--- Start Extracted text ---
Global AI and Data Science

Global AI & Data Science

Train, tune and distribute models with generative AI and machine learning capabilities

 View Only

Data Pipeline Optimization with Karpathy Autoresearch and IBM Bob

By Henry Xiao posted 21 days ago

  

Data Pipeline Optimization with Karpathy Autoresearch and IBM Bob

This article documents a technical experiment applying Andrej Karpathy’s Autoresearch methodology, originally designed for ML model optimization, to data engineering pipeline. The project explores how an autonomous agent (IBM Bob) can optimize data pipelines by navigating the trade-offs between speed, cloud cost, and resource utilization. You can try out this project yourself at Getting Started or skip to the Experiment Results

I chose IBM Bob as the AI agent, primarily because its specific handling of structured reasoning and tool-calling felt suited for the iterative, “think-then-act” nature of this framework. Over the course of 20 autonomous experiment iterations, Bob achieved a +11.3% improvement over the baseline score.

The Framework Architecture

The experiment is built on a contract that isolates the agent’s creative freedom from the evaluation logic. This ensures that the agent can iterate rapidly without compromising the integrity of the benchmarking environment.

  1. Program.md:Defines the environment, including the dataset (synthetic data) and the tooling (e.g., uv for dependency management).
  2. baseline_config.py: A read-only file containing the scoring logic, dataset paths, and a fixed 5-minute time budget. The agent cannot modify this file, preventing "cheating" or metric manipulation.
  3. pipeline.py: The only file the agent is permitted to edit. It contains the logic for data pipeline, including data layout(partitioning keys, bucket counts, and sort orders), storage format compression technique, and query logic, etc.

The Optimization Loop

The agent operates in a continuous cycle, utilizing Git to manage state and record progress:

1. Mutation: The agent modifies a specific infrastructure lever in pipeline.py.
--- End Extracted text ---
--- Start Stored records ---
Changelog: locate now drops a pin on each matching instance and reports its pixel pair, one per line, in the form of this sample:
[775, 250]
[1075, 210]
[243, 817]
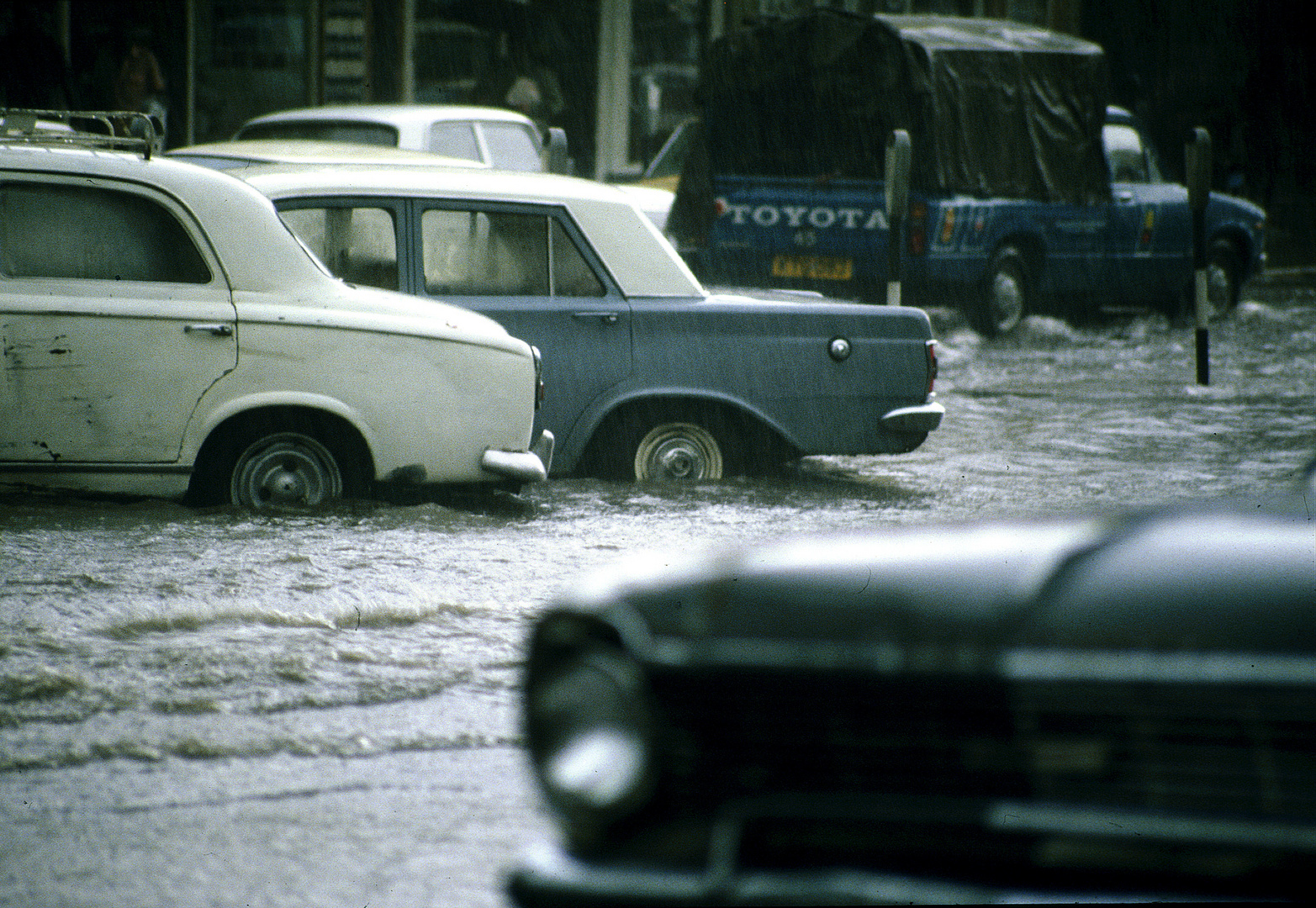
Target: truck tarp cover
[992, 108]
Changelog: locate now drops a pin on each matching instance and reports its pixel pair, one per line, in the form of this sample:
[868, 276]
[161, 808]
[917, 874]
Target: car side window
[456, 140]
[493, 253]
[511, 146]
[103, 235]
[358, 245]
[1124, 154]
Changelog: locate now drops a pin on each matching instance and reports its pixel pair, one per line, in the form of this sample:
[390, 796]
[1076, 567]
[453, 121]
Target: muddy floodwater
[211, 708]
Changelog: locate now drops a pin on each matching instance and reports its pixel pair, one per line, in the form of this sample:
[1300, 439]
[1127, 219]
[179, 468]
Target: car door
[116, 320]
[529, 269]
[1150, 228]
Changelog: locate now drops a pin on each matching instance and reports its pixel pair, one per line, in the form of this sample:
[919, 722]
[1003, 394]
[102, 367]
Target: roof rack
[129, 130]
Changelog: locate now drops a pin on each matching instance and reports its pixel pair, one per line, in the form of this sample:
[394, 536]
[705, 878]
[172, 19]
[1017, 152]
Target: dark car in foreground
[1119, 707]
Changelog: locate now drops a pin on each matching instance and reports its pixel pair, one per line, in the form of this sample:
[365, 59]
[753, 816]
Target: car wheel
[1223, 272]
[678, 451]
[284, 472]
[1003, 299]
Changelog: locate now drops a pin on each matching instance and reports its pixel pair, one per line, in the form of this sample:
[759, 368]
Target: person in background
[140, 84]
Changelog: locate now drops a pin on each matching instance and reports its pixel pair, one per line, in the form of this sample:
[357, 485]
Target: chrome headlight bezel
[589, 729]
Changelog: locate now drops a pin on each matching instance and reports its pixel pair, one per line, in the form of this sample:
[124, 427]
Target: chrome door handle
[218, 328]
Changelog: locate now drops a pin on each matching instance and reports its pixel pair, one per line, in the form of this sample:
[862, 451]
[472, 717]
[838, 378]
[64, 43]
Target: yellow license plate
[820, 267]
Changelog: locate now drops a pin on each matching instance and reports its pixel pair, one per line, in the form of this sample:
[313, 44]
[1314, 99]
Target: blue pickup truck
[1028, 191]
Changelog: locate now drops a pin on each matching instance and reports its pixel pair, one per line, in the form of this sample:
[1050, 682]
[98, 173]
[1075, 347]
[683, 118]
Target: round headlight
[587, 728]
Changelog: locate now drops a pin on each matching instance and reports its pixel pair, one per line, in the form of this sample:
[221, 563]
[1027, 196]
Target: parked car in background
[166, 335]
[1092, 708]
[647, 375]
[500, 139]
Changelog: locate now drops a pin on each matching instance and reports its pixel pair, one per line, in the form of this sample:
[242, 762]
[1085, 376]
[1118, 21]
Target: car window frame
[386, 202]
[559, 212]
[183, 214]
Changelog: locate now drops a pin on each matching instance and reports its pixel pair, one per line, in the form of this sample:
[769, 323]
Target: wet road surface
[211, 708]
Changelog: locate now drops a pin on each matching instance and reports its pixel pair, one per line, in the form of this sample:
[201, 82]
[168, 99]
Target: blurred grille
[1176, 747]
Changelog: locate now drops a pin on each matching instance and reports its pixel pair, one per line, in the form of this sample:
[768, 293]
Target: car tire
[287, 462]
[284, 472]
[1223, 284]
[1002, 300]
[678, 451]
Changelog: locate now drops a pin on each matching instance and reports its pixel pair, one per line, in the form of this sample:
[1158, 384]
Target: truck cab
[1028, 193]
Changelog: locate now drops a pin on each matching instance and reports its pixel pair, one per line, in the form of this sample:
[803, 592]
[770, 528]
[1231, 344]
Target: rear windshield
[324, 130]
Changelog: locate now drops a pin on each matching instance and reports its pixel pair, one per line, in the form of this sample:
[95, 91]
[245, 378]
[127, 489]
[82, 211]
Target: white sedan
--- End Stored records ---
# Task instructions:
**a.** Update the rows from the first one through the line containing "[1119, 707]", swapping "Target" for "Label" and changing nothing else. Leave the pictures out.
**b.** Take the article on data pipeline optimization further from the point where it stops.
The article and the rows are unrelated to each other.

# Results for the exercise:
**a.**
Changelog: locate now drops a pin on each matching instance and reports its pixel pair, one per line, in the form of this sample:
[775, 250]
[1075, 210]
[243, 817]
Label: truck tarp cover
[992, 108]
Changelog: locate now drops a pin on each matching instance and reports its pixel pair, one per line, in the form of this sample:
[868, 276]
[161, 808]
[917, 874]
Label: car side window
[456, 140]
[493, 253]
[511, 146]
[103, 235]
[358, 245]
[1124, 154]
Changelog: locate now drops a pin on each matching instance and reports its pixel pair, one per line, in the form of this sample:
[390, 796]
[1076, 567]
[453, 121]
Label: muddy floodwater
[211, 708]
Changelog: locate now drops a pin on each matching instance and reports its pixel pair, one per line, in the form of this sample:
[1300, 439]
[1127, 219]
[179, 468]
Label: car door
[116, 320]
[529, 269]
[1150, 228]
Changelog: locate now drops a pin on each matching instance and reports its pixel pair, one per line, in the form of this sample:
[919, 722]
[1003, 394]
[102, 367]
Label: roof rack
[129, 130]
Changelog: locate now drops a pin on each matching instance and reports its pixel pair, one per line, in the form of this sample:
[394, 536]
[705, 878]
[172, 19]
[1017, 152]
Label: dark car in foreground
[1119, 707]

**b.**
2. Benchmarking: The pipeline is executed for a maximum 5 minutes.

3. Scoring: An efficiency score is calculated using the following objective function:

efficiency_score = w1 * (1/latency_seconds) + w2 * (1/cost_dollars) + w3 * resource_health_score
  • latency_seconds: Total query execution time (lower is better)
  • cost_dollars: Cloud compute/storage cost for the run (lower is better)
  • resource_health_score: 0–100 metric based on memory/CPU utilization (higher is better, penalizes OOM or thrashing)

4. Decision:

  • Keep: If the score increases, the change is committed.
  • Discard: If the score decreases or the script crashes, the branch is reset via git reset --hard.

Experiments

The agent can experiment with:

  • Data Layout: Partitioning keys, bucket counts, and sort orders.
  • Storage Formats: Toggling between Parquet, ORC, Avro, or Feather.
  • Query Logic: Adjusting join strategies and predicate pushdown.
  • Resource Allocation: Tuning memory fractions and parallelism levels.

Or any code in pipeline.py where it thinks can improve the performance.

  • Complexity vs. Gain: The experiment prioritizes simplicity. If an optimization adds significant code complexity for a marginal gain, it is discarded.
  • Shift in Responsibility: The human role shifts from writing manual configurations to defining the weights of the objective function. The effort is spent on ensuring the evaluation harness (baseline_config.py) is robust.

Getting Started

1. Clone the repository

git clone https://github.com/Henry-Xiao-HX/auto-data-pipeline-optimization.git

2. Install dependencies

#Install uv if you don't have it
curl -LsSf https://astral.sh/uv/install.sh | sh

#Install project dependencies
uv sync

3. Generate baseline dataset

#Generate 1G synthetic dataset (~20M records)
uv run python generate_dataset.py

This command creates:

  • ~/.cache/auto-data/data/data.parquet - Main dataset (Parquet with snappy compression)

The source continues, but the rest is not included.